Activity A: Reproduce the passage of the reflection on the Holy Innocents that lies between "We live in a" and "of endless losses.", inclusive.
Activity B: In the reflection on the Holy Innocents, whose words are quoted to describe a world of suffering?
Activity C: Carry the reflection on the Holy Innocents forward from its final sentence.

** Text provided follows **

Birthing Christ into the World

The day after Christmas we get the martyrdom of Stephen and today we celebrate the feast of the Holy Innocents.

Today’s feast reminds us of the world into which Jesus was born – a world of suffering and sin – a world desperately in need of the peace Jesus offers. Jesus’ world is our world. A world in which innocent young children shot to death in their school. A world in which civilians are killed in drone attacks. A world in which the poor get poorer and the rich get richer. The examples of suffering are endless. In the words of Henri Nouwen:

We live in a world groaning under its losses: the merciless wars destroying people and their countries, the hunger and starvation decimating whole populations, crime and violence holding millions of men, women and children in fear. Cancer and AIDS, cholera, malaria, and many other diseases devastating the bodies of countless people;…it’s the story of everyday life filing the newspapers and television screens. It is a world of endless losses.

** End of Text provided **
** Dataset follows **

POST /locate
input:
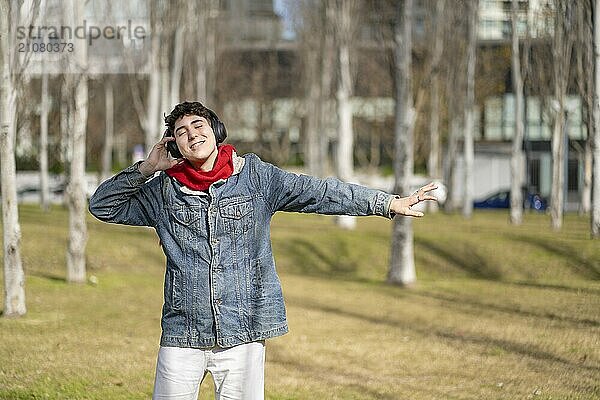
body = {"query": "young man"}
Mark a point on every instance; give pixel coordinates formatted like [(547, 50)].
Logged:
[(212, 210)]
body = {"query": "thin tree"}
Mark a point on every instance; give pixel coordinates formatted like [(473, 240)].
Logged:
[(595, 215), (516, 159), (455, 84), (109, 115), (402, 262), (344, 21), (14, 277), (468, 149), (584, 56), (561, 54), (44, 111), (433, 160), (312, 49), (76, 188)]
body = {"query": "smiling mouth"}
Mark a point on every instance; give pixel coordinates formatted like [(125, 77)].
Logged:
[(200, 143)]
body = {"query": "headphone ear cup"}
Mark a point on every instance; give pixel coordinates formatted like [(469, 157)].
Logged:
[(218, 129), (172, 147), (222, 132), (174, 150)]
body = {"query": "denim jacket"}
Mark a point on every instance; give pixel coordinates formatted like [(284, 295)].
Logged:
[(221, 287)]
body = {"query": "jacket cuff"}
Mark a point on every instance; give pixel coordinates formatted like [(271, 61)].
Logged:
[(134, 176), (385, 200)]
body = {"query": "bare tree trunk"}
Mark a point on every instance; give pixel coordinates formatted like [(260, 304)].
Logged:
[(433, 160), (76, 190), (586, 190), (198, 25), (109, 129), (450, 173), (516, 160), (44, 179), (595, 215), (561, 51), (468, 151), (14, 277), (584, 55), (312, 161), (211, 52), (345, 147), (177, 65), (402, 262)]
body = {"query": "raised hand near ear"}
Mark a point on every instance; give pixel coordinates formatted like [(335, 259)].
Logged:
[(402, 205), (158, 159)]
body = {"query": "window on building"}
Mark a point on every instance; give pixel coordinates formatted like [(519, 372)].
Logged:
[(573, 175), (260, 6), (533, 173)]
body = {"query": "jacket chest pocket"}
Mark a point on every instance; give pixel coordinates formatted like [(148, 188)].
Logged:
[(237, 214), (188, 223)]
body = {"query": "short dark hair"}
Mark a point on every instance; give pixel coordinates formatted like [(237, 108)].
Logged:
[(187, 108)]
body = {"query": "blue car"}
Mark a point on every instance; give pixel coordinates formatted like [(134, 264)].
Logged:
[(501, 199)]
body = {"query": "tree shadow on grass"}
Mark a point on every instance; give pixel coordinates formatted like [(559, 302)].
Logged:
[(312, 260), (462, 304), (580, 265), (47, 275), (447, 334), (468, 259), (331, 376)]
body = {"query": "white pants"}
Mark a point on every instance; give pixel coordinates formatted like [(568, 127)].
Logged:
[(238, 372)]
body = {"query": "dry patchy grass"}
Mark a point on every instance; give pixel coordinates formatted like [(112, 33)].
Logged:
[(499, 312)]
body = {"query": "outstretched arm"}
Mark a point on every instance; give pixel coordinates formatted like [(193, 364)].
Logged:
[(402, 205)]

** End of Dataset **

Response area A:
We live in a world groaning under its losses: the merciless wars destroying people and their countries, the hunger and starvation decimating whole populations, crime and violence holding millions of men, women and children in fear. Cancer and AIDS, cholera, malaria, and many other diseases devastating the bodies of countless people;…it’s the story of everyday life filing the newspapers and television screens. It is a world of endless losses.

Response area B: Henri Nouwen's.

Response area C:
We live in a world that desperately needs Christ. And today the Christ child comes, not wrapped in swaddling clothes in a manger, but through us. Meister Eckhart wrote

What good is it to me if this eternal birth of the divine Son takes place unceasingly, but does not take place within myself? And, what good is it to me if Mary is full of grace if I am not also full of grace? What good is it to me for the Creator to give birth to his Son is I do not also give birth to him in my time and my culture? This, then, is the fullness of time: When the Son of Man is begotten in us.

Even now – so many years after the birth, suffering, death, resurrection and ascension of Jesus – the question remains for each of us: Will you help give birth to Christ in your time and culture? Will you infuse the world with Christ’s presence? We don’t answer those questions merely by singing beautiful carols around the creche. The feast we celebrate today reminds us that the world needs more from us.